#### EXERCISE
Repeat the records exactly. Every line must match.

___ THE INPUT

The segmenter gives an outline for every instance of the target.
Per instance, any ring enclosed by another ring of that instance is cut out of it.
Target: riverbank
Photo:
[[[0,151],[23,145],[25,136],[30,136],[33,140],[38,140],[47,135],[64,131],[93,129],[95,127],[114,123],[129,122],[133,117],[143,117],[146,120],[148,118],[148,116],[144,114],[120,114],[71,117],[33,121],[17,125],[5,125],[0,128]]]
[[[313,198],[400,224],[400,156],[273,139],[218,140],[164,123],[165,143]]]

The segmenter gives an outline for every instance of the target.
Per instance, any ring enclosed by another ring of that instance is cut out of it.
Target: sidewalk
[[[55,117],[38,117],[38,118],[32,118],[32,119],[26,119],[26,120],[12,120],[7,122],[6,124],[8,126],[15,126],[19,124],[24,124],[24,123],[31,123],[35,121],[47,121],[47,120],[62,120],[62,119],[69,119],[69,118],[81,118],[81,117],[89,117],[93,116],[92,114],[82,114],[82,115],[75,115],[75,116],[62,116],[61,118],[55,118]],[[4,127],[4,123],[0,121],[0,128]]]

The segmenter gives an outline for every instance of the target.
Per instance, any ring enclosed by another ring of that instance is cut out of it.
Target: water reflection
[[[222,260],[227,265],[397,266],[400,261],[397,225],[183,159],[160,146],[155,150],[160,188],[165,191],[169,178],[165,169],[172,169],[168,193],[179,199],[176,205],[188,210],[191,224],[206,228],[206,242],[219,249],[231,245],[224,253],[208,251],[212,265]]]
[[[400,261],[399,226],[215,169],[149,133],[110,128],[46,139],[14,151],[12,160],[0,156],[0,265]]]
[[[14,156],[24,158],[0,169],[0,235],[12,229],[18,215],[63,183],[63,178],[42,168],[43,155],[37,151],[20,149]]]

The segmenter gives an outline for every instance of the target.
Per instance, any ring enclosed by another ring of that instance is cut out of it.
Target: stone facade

______

#### SOLUTION FOR THIS TASK
The segmenter gives an outline for every instance of the target.
Per instance, any ring enclosed by another ring of that instance is cut out of it.
Target: riverbank
Photo:
[[[0,151],[23,145],[25,136],[30,136],[33,140],[38,140],[47,135],[64,131],[93,129],[95,127],[114,123],[129,122],[133,117],[143,117],[146,120],[148,118],[148,116],[144,114],[120,114],[71,117],[33,121],[17,125],[5,125],[0,128]]]
[[[313,198],[400,224],[400,156],[273,139],[218,140],[164,123],[165,143]]]

The segmenter gives an outline for every instance of the target.
Per instance, any ring enclosed by another ring of that instance is cut out of it.
Target: sidewalk
[[[55,117],[38,117],[38,118],[32,118],[32,119],[26,119],[26,120],[12,120],[7,122],[6,124],[8,126],[15,126],[19,124],[24,124],[24,123],[31,123],[35,121],[47,121],[47,120],[62,120],[62,119],[69,119],[69,118],[81,118],[81,117],[89,117],[93,116],[92,114],[82,114],[82,115],[75,115],[75,116],[62,116],[61,118],[55,118]],[[4,127],[4,123],[0,121],[0,128]]]

The segmenter gives an outline for every instance of the target.
Per instance, any ring enclosed by another ring of that instance is cut out of it.
Target: water reflection
[[[222,260],[227,265],[397,266],[400,261],[397,225],[183,159],[160,146],[155,150],[160,188],[165,191],[169,178],[165,169],[172,169],[168,193],[179,199],[176,205],[188,210],[191,224],[206,228],[206,242],[219,249],[231,245],[224,253],[208,251],[212,265]]]
[[[400,261],[399,226],[215,169],[149,133],[110,128],[46,139],[14,151],[12,160],[0,156],[0,265]]]
[[[14,156],[24,158],[0,169],[0,235],[12,229],[18,215],[63,183],[63,178],[42,168],[43,155],[37,151],[20,149]]]

The segmenter gives an outline for every instance of the target.
Per instance, any ring enclosed by another ring of that instance is cut out of it.
Target: stone facade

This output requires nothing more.